INPUT FOR THIS TASK »
____
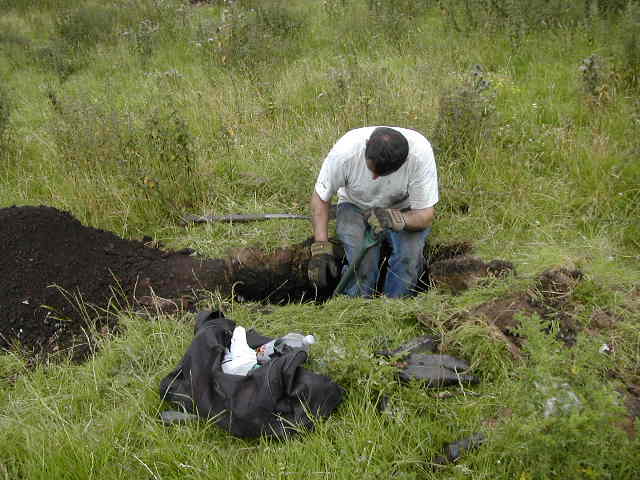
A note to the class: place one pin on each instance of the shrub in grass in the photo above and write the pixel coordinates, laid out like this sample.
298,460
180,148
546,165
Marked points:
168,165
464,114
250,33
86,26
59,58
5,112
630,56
____
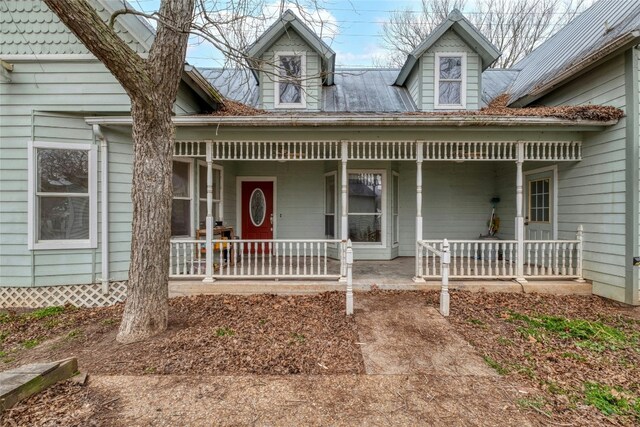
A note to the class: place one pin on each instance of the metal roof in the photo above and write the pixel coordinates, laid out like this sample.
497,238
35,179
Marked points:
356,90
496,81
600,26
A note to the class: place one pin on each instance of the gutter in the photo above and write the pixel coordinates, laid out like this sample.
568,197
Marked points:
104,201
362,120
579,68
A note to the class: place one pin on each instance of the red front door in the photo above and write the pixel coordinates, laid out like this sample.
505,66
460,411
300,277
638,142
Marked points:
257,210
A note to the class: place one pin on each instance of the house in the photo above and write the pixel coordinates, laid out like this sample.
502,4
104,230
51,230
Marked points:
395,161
____
Pick out every line above that contains the word "instance" and copy each one in full.

CORRECT RESULT »
A note to the class: place one pin on each instance of the shrub in grass in the photo above and write the pixel coordinates, laid out like this sample.
A note to the class: place one pin on each instance of the metal roof in the photo above and write the pixel coordinates, laid out like this sample.
A note to the class: place one pin on each instance of the gutter in the photo above and write the pixel coordinates, laid out like this sample.
A note to the class: place one pin on each instance of the red front door in the photo above and write the pixel coordinates, laid out like this sample.
A note to the class: place one pin on each instance of the house in the photo above and write the pixel coordinates, laid out like this sample.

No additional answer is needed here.